Nottingham Guildhall was built in 1887 to 1888 to replace the previous Nottingham Guild Hall on Weekday Cross. Following a competition with Alfred Waterhouse as the judge, the French Renaissance Revival design by the architects Thomas Verity and George Henry Hunt was chosen. Gabbutts of Liverpool were chosen as contractors much to the annoyance of local building companies. The initial estimate for the building was £128,416, and immediately the council asked Verity and Hunt to simplify the design. The building was erected in Darley Dale ashlar and brick, with Westmorland slate roofs for a cost of £65,000 and completed in 1888.

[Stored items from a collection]
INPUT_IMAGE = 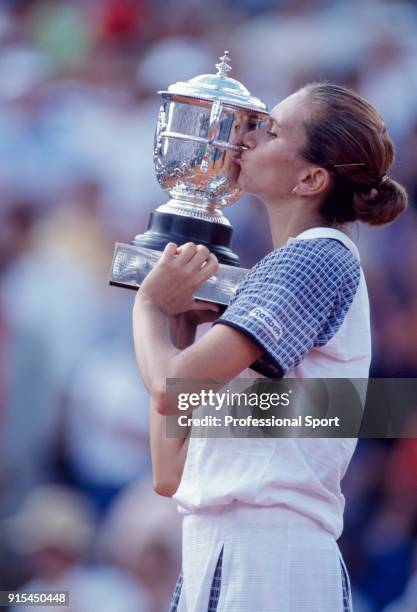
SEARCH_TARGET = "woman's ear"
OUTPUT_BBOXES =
[297,166,330,197]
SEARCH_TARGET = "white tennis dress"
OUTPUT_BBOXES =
[174,227,371,612]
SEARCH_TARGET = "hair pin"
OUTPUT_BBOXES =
[333,162,366,168]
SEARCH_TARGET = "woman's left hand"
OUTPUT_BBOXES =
[136,242,219,315]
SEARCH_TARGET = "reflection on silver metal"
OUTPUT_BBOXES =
[154,51,268,225]
[110,242,248,305]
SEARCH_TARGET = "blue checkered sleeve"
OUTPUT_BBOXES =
[216,238,360,378]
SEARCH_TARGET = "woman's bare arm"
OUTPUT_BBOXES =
[133,245,261,496]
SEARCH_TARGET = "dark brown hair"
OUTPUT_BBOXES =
[301,83,407,225]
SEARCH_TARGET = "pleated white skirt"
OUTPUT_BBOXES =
[177,502,350,612]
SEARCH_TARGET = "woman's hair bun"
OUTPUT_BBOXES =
[352,177,408,225]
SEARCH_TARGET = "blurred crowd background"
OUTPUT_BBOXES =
[0,0,417,612]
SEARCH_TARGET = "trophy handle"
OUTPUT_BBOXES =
[200,100,223,172]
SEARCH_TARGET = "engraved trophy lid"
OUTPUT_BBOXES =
[158,51,268,114]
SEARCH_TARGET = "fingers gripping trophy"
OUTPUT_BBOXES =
[110,51,268,305]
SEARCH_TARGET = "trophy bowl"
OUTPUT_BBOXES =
[110,51,268,304]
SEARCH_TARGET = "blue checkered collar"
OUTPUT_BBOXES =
[287,227,360,261]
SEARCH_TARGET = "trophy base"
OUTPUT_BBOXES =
[132,211,239,266]
[109,242,248,306]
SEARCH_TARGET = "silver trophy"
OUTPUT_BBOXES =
[110,51,268,305]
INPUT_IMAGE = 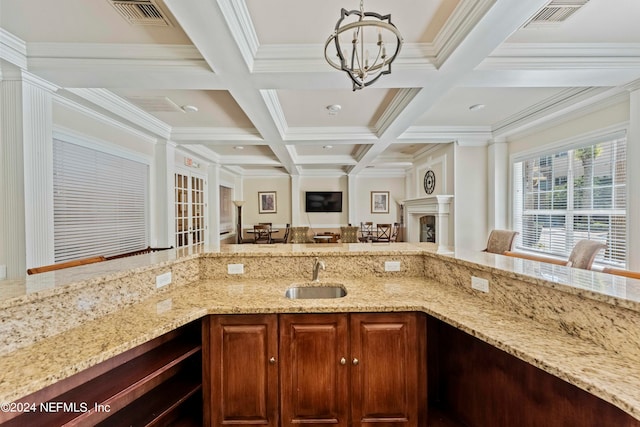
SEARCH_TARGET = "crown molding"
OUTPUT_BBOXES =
[217,0,260,70]
[53,93,158,144]
[171,127,263,143]
[398,126,493,146]
[0,28,27,71]
[66,88,171,139]
[260,89,289,140]
[284,126,377,143]
[477,43,640,70]
[434,0,496,68]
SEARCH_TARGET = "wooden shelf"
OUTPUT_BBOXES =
[0,322,202,427]
[96,377,202,427]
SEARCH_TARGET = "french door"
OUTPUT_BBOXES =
[174,172,206,248]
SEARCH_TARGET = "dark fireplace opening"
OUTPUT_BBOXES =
[420,215,436,243]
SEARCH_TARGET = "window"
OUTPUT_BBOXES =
[513,135,627,267]
[53,140,149,262]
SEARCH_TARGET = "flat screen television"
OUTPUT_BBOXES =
[304,191,342,212]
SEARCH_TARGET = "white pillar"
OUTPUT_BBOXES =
[210,163,220,252]
[291,175,301,227]
[627,89,640,271]
[0,69,55,278]
[487,141,509,230]
[149,140,175,248]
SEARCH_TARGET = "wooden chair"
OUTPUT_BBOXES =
[358,221,373,242]
[389,222,400,242]
[602,267,640,279]
[484,230,518,254]
[27,256,107,274]
[340,226,360,243]
[253,224,271,243]
[373,224,391,242]
[569,239,607,270]
[271,224,291,243]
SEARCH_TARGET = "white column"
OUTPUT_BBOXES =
[210,164,220,252]
[347,175,362,225]
[487,141,509,230]
[627,89,640,271]
[0,69,55,278]
[291,175,301,227]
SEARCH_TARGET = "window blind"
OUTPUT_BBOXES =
[53,140,149,262]
[513,137,627,267]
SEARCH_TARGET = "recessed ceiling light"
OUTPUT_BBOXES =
[327,104,342,116]
[180,105,198,113]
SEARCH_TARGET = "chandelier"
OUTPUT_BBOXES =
[324,0,402,91]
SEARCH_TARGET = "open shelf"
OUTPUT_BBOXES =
[0,322,202,427]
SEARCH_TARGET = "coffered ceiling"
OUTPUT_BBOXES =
[0,0,640,176]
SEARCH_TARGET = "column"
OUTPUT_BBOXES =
[149,140,175,248]
[487,141,509,230]
[627,89,640,271]
[0,68,55,278]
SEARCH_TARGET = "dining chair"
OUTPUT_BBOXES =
[373,224,391,242]
[340,226,360,243]
[569,239,607,270]
[271,224,291,243]
[389,222,400,242]
[358,221,374,242]
[253,224,271,243]
[483,230,518,254]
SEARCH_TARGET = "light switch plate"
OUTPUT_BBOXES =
[471,276,489,292]
[384,261,400,271]
[156,271,171,288]
[227,264,244,274]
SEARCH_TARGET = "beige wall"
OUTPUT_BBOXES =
[242,176,291,228]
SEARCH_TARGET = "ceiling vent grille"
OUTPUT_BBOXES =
[107,0,171,27]
[524,0,589,27]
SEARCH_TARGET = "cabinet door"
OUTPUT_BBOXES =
[205,314,278,427]
[350,313,426,427]
[280,314,349,427]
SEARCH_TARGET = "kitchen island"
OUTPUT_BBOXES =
[0,243,640,426]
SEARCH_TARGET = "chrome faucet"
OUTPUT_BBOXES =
[311,257,324,282]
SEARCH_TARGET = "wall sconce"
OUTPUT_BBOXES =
[233,200,244,244]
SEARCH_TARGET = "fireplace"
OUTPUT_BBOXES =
[402,196,453,246]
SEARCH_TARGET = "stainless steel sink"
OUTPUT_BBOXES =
[284,285,347,299]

| Work request |
Write the next part of the passage on Nottingham Guildhall, beginning after its final sentence.

| Written answer |
In 1996, all magistrates were moved to the new Nottingham Magistrates' Court building. Between 1996 and 2010 the Guildhall was occupied by Nottingham City Council. In 2010 the council left for new, modern offices at Loxley House, close to Nottingham rail station. Since this date the building has remained council-owned but is relatively unused. In 2016, the council initiated discussions with a developer with a view to selling the property.

Between May and July 2024, vandals set fire to the guildhall several times. Security at the site has since been increased.

==Caves==
The two-level cave system is reached by an open well stair. The brick-lined passages and cells were extensively modified during World War II for use as emergency headquarters and air raid shelters.